» ABOUT THIS EXERCISE: Retype the whole listing that follows so that it matches the original exactly.

┌──

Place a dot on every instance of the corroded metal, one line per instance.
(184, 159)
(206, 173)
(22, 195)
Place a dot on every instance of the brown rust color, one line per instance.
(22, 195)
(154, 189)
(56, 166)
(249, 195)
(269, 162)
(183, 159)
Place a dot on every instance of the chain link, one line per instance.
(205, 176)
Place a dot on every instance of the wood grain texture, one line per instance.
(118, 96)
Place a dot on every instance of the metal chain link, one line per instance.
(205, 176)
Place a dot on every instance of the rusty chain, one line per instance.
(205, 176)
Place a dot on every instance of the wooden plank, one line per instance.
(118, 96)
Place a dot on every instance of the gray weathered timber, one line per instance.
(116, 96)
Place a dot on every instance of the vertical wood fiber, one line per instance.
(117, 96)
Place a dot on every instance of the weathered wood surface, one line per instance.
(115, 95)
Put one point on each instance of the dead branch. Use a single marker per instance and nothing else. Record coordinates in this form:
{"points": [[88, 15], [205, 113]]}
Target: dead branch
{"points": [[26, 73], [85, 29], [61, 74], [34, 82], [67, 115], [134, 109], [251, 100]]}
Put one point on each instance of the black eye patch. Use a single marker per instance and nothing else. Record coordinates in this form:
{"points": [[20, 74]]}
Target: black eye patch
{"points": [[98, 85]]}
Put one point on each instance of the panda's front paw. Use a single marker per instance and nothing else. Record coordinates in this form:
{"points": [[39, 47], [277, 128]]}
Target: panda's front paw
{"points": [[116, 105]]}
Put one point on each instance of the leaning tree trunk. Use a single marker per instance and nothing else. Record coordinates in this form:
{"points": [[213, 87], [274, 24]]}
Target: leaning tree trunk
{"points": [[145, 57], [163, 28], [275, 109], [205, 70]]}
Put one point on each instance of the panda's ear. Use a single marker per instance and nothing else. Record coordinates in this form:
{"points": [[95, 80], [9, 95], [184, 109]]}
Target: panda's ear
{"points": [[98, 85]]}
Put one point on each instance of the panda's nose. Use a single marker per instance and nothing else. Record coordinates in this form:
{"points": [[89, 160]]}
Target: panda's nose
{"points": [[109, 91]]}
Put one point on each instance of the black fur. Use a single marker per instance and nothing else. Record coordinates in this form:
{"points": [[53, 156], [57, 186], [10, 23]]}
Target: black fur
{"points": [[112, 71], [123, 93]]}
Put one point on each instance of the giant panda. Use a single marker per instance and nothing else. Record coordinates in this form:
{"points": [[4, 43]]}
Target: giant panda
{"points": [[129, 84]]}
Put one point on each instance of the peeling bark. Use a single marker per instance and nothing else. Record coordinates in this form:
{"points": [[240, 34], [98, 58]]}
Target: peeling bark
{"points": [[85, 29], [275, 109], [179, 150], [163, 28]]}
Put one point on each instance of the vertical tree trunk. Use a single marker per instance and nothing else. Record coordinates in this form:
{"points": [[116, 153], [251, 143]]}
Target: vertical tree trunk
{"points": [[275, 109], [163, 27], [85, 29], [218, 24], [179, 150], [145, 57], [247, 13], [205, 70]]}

└──

» REPLY:
Place a dot on every instance of the corroded metal, one line per instance.
(184, 159)
(206, 173)
(22, 195)
Place a dot on every instance of the brown rust color, one line per instance.
(22, 195)
(154, 189)
(56, 166)
(249, 195)
(269, 162)
(183, 159)
Place a dot on every instance of the chain link, one line per instance.
(205, 176)
Place a dot on every instance of the wood grain texture, one line per instance.
(118, 96)
Place a dot on every instance of the metal chain link, one line per instance.
(205, 176)
Place a dot on every instance of the rusty chain, one line per instance.
(205, 176)
Place a dot on every instance of the wooden plank, one line per instance.
(118, 96)
Place a dot on every instance of the gray weathered timber, one line per instance.
(116, 96)
Place a dot on every instance of the vertical wood fiber, one line per instance.
(117, 96)
Place a dot on every instance of the weathered wood surface, one line per instance.
(115, 95)
Put one point on each instance of the dead branch. Use a single marker per instance and nothing else. Record coordinates in this form:
{"points": [[88, 15], [205, 113]]}
Target: dead branch
{"points": [[26, 73], [85, 29], [61, 74], [34, 82], [67, 115], [134, 109], [251, 100]]}
Put one point on each instance of the black eye patch. Use a single marker per instance and nothing else. Record coordinates in this form:
{"points": [[20, 74]]}
Target: black eye patch
{"points": [[98, 85]]}
Put one point on each instance of the panda's front paw. Use a single marker per instance and nothing else. Record coordinates in this form:
{"points": [[39, 47], [277, 128]]}
Target: panda's front paw
{"points": [[116, 105]]}
Put one point on each instance of the leaning tree trunk. Use a single marker per instance and nothing else. Record coordinates in this form:
{"points": [[213, 87], [274, 24]]}
Target: leaning tree trunk
{"points": [[145, 57], [163, 28], [275, 109], [205, 70]]}
Put one point on each instance of the panda's ear. Use a single marker per instance and nothing else. Record coordinates in this form:
{"points": [[95, 80], [9, 95], [184, 109]]}
Target: panda's ear
{"points": [[98, 85]]}
Put one point on each instance of the panda's nose. Use a single marker per instance and nothing else. Record coordinates in this form:
{"points": [[89, 160]]}
Target: panda's nose
{"points": [[109, 91]]}
Put one point on each instance of the black fur. Use a single marker per instance and nothing else. Record coordinates in this form:
{"points": [[53, 156], [57, 186], [10, 23]]}
Target: black fur
{"points": [[112, 71], [123, 93]]}
Put one point on each instance of the giant panda. Use a single marker per instance and nothing else. Record coordinates in this form:
{"points": [[4, 43]]}
Target: giant panda
{"points": [[129, 84]]}
Put one point on each instance of the peeling bark. Use a single marker per instance and nothing else. Record coordinates in this form:
{"points": [[240, 34], [98, 58]]}
Target: peeling bark
{"points": [[85, 29], [275, 109], [179, 150], [163, 28]]}
Put one point on each instance of the vertical tree trunk. Use a single marker per instance and nothing else. Record coordinates in this form:
{"points": [[116, 153], [251, 143]]}
Target: vertical tree trunk
{"points": [[275, 109], [163, 27], [85, 29], [218, 24], [179, 150], [145, 57], [247, 13], [205, 70]]}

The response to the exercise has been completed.